◆ Requirements:
Rewrite the lines starting at the first one and ending at the line that contains "[(248, 124), (352, 109)]", with "drainpipe" replaced by "downspout" and everything else left as it is. Leave the pictures out.

---------- Input

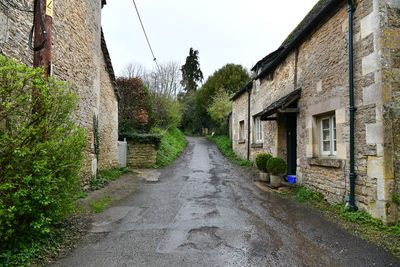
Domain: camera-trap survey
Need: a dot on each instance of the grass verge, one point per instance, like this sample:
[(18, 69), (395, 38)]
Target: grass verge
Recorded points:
[(172, 145), (105, 176), (100, 204), (359, 223)]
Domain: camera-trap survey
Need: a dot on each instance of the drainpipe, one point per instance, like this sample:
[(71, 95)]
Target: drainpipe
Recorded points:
[(248, 124), (352, 109)]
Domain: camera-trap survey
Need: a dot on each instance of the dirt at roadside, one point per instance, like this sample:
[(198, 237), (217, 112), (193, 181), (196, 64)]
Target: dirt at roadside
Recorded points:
[(119, 190)]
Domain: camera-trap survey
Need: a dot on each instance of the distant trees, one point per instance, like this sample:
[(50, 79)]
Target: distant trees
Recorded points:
[(163, 86), (176, 100), (213, 99), (191, 73)]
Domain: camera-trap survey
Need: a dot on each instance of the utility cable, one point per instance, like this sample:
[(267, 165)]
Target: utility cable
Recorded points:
[(145, 34), (18, 8), (41, 46), (6, 35)]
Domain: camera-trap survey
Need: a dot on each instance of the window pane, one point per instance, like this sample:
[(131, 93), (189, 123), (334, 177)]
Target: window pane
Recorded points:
[(325, 135), (326, 146), (325, 124)]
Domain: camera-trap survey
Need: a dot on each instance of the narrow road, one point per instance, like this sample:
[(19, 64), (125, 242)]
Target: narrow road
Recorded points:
[(207, 212)]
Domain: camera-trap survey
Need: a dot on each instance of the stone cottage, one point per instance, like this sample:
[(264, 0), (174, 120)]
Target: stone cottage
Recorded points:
[(328, 101), (79, 56)]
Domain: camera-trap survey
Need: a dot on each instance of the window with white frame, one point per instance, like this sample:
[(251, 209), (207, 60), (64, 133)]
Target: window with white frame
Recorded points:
[(257, 85), (257, 130), (241, 130), (327, 135)]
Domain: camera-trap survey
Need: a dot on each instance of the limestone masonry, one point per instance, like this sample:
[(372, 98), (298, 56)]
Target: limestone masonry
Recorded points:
[(312, 131), (80, 57)]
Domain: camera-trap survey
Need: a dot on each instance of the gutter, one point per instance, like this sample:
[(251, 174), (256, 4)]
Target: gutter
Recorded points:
[(308, 28), (248, 123), (352, 108)]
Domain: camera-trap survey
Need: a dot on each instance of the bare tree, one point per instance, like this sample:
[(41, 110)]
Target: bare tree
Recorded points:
[(165, 80)]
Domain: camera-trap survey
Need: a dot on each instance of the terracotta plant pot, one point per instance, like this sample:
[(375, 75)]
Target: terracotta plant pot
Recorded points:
[(264, 177), (276, 180)]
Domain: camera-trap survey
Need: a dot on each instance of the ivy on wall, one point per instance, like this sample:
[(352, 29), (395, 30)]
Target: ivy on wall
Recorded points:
[(135, 112)]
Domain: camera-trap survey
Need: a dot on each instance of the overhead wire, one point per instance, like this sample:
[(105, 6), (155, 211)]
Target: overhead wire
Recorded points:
[(18, 8), (145, 34), (6, 34)]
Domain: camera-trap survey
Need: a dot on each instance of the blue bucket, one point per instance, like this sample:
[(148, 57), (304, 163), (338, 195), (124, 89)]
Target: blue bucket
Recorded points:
[(291, 179)]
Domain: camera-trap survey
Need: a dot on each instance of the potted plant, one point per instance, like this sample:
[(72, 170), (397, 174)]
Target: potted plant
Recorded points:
[(261, 162), (276, 167)]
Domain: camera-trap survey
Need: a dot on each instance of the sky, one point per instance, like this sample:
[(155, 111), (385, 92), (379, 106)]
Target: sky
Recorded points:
[(223, 31)]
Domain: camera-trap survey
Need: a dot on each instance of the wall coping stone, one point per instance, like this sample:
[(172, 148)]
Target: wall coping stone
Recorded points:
[(325, 162)]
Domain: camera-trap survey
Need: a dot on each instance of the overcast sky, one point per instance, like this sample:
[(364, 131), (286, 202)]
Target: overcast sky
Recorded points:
[(223, 31)]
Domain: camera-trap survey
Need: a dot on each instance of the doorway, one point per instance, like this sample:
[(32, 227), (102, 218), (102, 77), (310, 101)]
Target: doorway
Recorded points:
[(291, 128)]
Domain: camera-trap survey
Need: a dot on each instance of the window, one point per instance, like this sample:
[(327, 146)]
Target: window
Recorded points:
[(241, 130), (257, 85), (327, 135), (257, 130)]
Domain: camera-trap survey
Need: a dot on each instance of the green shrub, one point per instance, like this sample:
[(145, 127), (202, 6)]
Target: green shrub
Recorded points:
[(40, 154), (276, 166), (261, 161), (396, 199), (304, 194), (172, 145), (246, 163)]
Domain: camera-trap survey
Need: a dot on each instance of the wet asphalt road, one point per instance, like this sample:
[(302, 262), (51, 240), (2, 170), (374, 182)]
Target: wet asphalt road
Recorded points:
[(207, 212)]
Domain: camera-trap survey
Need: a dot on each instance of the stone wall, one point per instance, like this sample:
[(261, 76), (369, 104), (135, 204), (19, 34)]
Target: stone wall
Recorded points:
[(141, 155), (108, 120), (77, 58), (388, 43), (239, 113), (319, 66)]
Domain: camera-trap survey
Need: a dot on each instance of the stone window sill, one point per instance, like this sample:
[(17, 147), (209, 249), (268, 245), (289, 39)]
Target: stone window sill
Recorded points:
[(325, 162), (257, 145)]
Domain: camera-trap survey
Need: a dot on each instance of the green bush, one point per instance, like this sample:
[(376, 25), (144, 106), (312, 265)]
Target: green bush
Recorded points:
[(172, 145), (261, 161), (276, 166), (40, 154)]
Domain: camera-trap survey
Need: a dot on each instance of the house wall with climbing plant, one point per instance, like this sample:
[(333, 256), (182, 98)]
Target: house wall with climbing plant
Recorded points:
[(80, 57)]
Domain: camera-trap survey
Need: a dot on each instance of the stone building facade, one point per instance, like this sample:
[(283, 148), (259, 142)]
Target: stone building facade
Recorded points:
[(300, 97), (80, 57)]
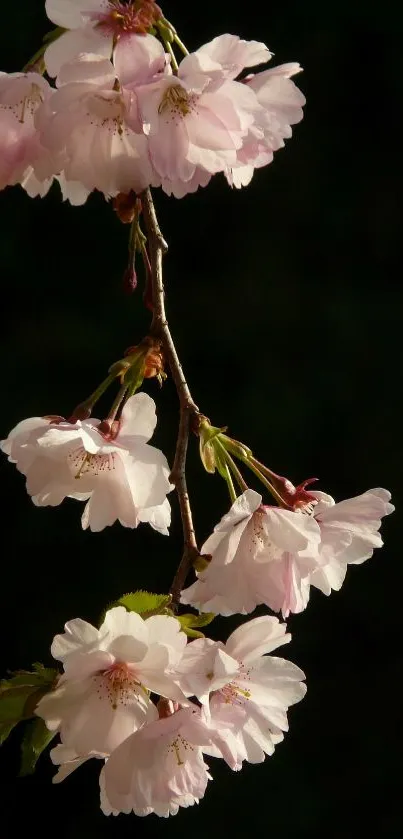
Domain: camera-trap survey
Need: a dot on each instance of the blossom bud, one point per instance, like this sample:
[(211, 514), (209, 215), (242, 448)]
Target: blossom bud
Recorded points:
[(129, 280), (109, 428), (296, 498), (125, 206), (81, 412)]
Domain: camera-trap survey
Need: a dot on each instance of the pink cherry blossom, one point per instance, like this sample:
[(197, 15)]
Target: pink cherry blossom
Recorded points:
[(259, 555), (349, 533), (193, 120), (21, 94), (91, 130), (68, 761), (282, 104), (157, 769), (95, 25), (103, 695), (245, 693), (124, 478)]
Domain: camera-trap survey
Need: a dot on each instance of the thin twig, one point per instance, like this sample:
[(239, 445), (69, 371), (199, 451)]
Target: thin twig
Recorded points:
[(188, 409)]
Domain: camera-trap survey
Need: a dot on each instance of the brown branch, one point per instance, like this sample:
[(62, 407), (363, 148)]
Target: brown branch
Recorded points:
[(188, 409)]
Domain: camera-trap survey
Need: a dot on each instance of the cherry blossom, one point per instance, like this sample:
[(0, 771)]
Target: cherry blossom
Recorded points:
[(104, 694), (95, 25), (21, 94), (157, 769), (349, 533), (245, 693), (259, 555), (282, 104), (123, 478), (91, 130), (195, 120)]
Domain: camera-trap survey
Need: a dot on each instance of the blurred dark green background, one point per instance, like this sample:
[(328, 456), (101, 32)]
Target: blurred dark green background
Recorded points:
[(285, 300)]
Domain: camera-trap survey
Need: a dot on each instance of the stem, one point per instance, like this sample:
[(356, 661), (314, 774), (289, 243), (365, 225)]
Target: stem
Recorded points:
[(174, 62), (249, 462), (117, 402), (187, 408), (230, 463), (230, 484)]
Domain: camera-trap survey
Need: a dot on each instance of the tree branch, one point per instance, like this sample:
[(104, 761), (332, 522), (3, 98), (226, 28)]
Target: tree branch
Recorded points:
[(188, 409)]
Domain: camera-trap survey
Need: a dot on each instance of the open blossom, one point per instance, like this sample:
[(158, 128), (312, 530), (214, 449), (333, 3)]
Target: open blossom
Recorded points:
[(198, 118), (282, 103), (245, 693), (121, 479), (21, 94), (91, 130), (349, 533), (259, 555), (103, 695), (158, 769), (94, 26)]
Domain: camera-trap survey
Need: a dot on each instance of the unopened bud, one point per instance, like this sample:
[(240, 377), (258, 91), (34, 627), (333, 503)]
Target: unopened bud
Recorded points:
[(207, 456), (109, 428), (125, 207), (119, 368), (129, 281), (202, 562), (166, 707), (295, 497), (82, 411)]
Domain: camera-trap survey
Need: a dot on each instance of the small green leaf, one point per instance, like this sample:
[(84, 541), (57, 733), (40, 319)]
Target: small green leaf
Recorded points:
[(5, 730), (145, 603), (20, 694), (189, 623), (35, 740)]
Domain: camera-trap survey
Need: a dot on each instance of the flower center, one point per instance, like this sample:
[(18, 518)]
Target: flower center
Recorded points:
[(107, 112), (176, 746), (27, 105), (127, 18), (232, 694), (83, 463), (176, 101), (118, 685)]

--------------------

◆ Response to the exercise:
Domain: camera-trap survey
Need: a dot on each instance of the grass verge, one point per instance, like this sample:
[(18, 69), (395, 38)]
Target: grass verge
Recorded points:
[(172, 145), (105, 176), (100, 204), (359, 223)]
Domain: camera-trap survey
Need: a dot on each instance of the downspout, one point per instance, like this sample:
[(71, 95)]
Target: downspout
Recorded points:
[(248, 124), (352, 109)]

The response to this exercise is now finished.